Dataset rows
%%

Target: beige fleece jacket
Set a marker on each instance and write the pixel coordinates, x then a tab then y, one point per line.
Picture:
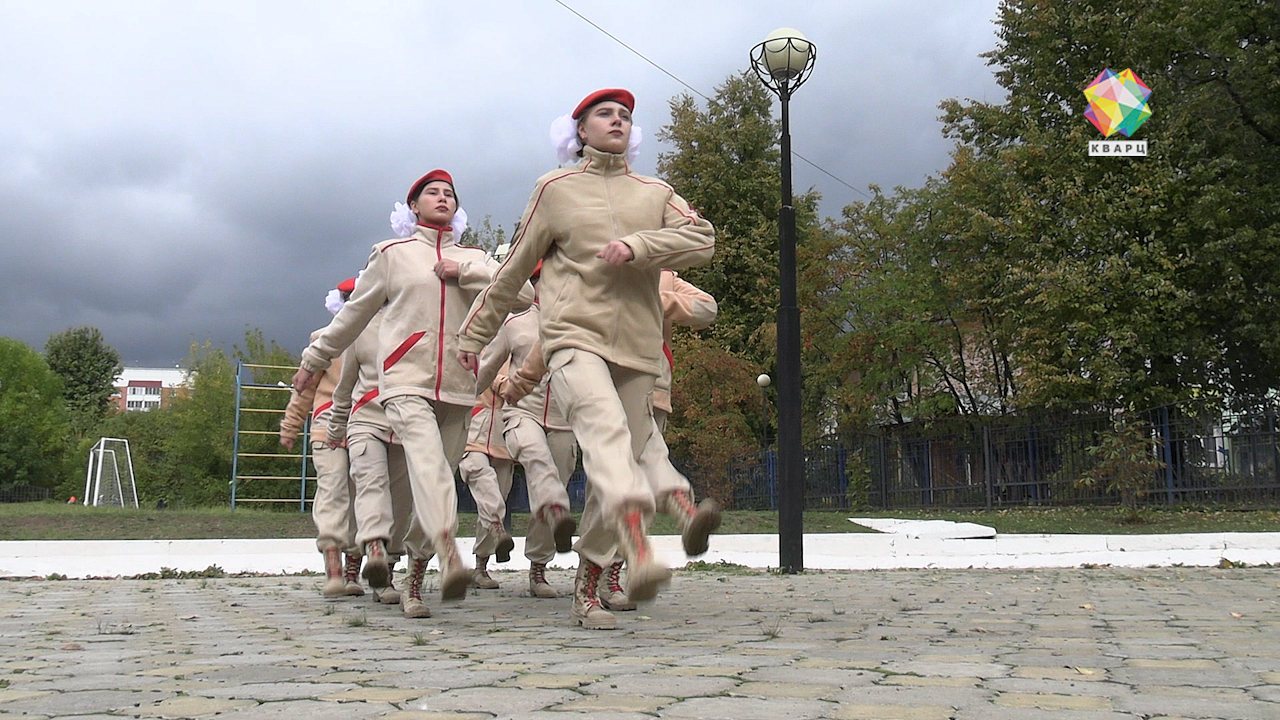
519	338
315	401
613	311
485	432
417	341
682	304
355	401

%%

» **Task goal**: Please reproduce the listing above word for word, leaving out the pictures.

» **Full answer**:
Target: beige fleece jacket
Set a marker on each instance and write the pixel coordinates, x then a tab then y, one point per line.
Picture:
519	338
315	401
613	311
485	432
417	341
682	304
355	401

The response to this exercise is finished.